Task description: After counting the lines below that contain "middle", reply with that number alone.

Region pointing data:
━━━━
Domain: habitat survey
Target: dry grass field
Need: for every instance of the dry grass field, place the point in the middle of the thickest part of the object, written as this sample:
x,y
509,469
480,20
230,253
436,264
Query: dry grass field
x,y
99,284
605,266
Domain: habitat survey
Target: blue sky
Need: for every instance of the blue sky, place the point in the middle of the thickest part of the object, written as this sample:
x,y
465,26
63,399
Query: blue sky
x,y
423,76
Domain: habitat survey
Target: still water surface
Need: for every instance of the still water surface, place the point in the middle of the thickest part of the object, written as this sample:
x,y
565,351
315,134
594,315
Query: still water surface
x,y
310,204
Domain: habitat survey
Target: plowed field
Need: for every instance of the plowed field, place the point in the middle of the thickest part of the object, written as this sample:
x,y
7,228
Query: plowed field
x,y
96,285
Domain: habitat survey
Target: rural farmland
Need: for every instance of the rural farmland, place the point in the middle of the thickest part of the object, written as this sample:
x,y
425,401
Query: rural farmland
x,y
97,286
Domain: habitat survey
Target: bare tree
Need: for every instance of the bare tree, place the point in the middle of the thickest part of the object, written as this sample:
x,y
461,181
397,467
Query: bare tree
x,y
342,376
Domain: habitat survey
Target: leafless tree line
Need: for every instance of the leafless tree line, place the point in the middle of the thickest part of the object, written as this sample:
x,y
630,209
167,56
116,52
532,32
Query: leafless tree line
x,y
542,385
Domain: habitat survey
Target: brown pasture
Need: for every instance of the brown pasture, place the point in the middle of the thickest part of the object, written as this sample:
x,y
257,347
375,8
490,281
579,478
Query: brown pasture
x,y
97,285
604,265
━━━━
Result of this task: 8